Collected data:
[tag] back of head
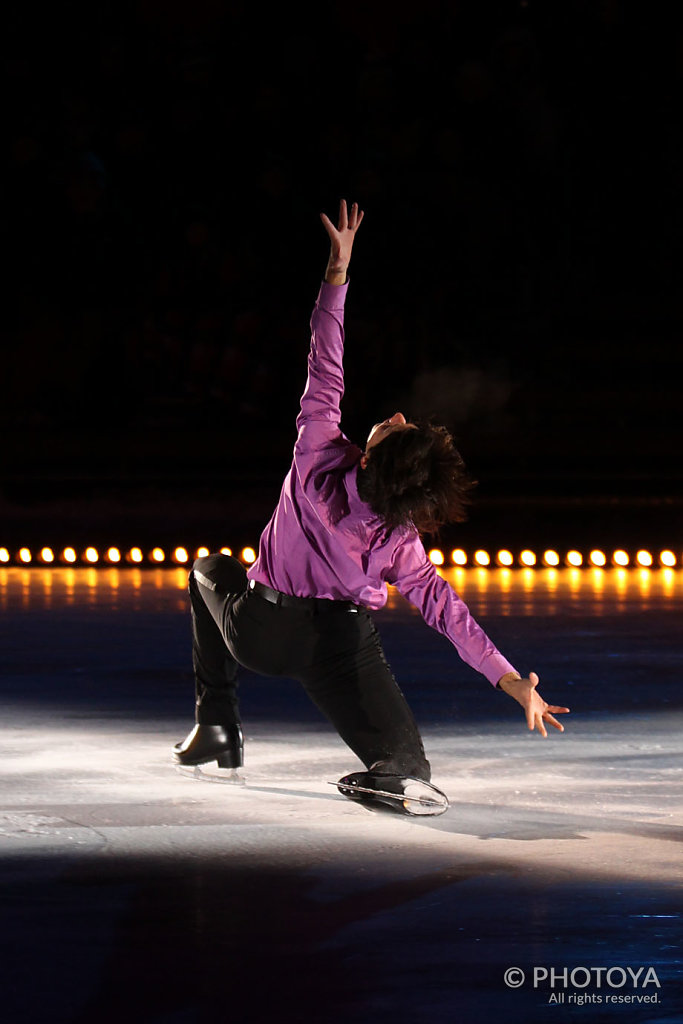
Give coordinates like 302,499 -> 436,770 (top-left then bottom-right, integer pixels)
357,421 -> 476,535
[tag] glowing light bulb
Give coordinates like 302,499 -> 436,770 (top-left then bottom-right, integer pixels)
63,547 -> 77,564
428,548 -> 445,566
496,550 -> 513,567
107,547 -> 121,563
451,549 -> 467,566
566,550 -> 583,567
636,550 -> 653,567
196,547 -> 210,559
241,546 -> 257,564
40,547 -> 54,563
659,550 -> 676,567
220,547 -> 233,557
542,550 -> 560,567
0,548 -> 9,563
129,547 -> 143,564
612,550 -> 629,567
151,548 -> 165,563
589,550 -> 606,567
474,550 -> 490,567
520,550 -> 536,567
85,547 -> 99,563
174,547 -> 189,563
19,548 -> 32,564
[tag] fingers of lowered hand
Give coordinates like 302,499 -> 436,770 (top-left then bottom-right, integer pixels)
546,704 -> 571,715
526,701 -> 548,736
544,703 -> 570,733
543,712 -> 565,732
535,702 -> 570,735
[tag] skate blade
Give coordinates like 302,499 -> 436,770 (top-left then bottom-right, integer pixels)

EXERCISE DESCRIPTION - What is needed is a word-for-word copy of the lines from the start of the data to the line with "[tag] glowing light bulb", inclusive, with no pictures in it.

RESULT OF THE TASK -
[tag] back of head
Give coordinates like 302,499 -> 436,770 (top-left then bottom-right, integer pixels)
357,421 -> 476,535
[tag] glowing light bulb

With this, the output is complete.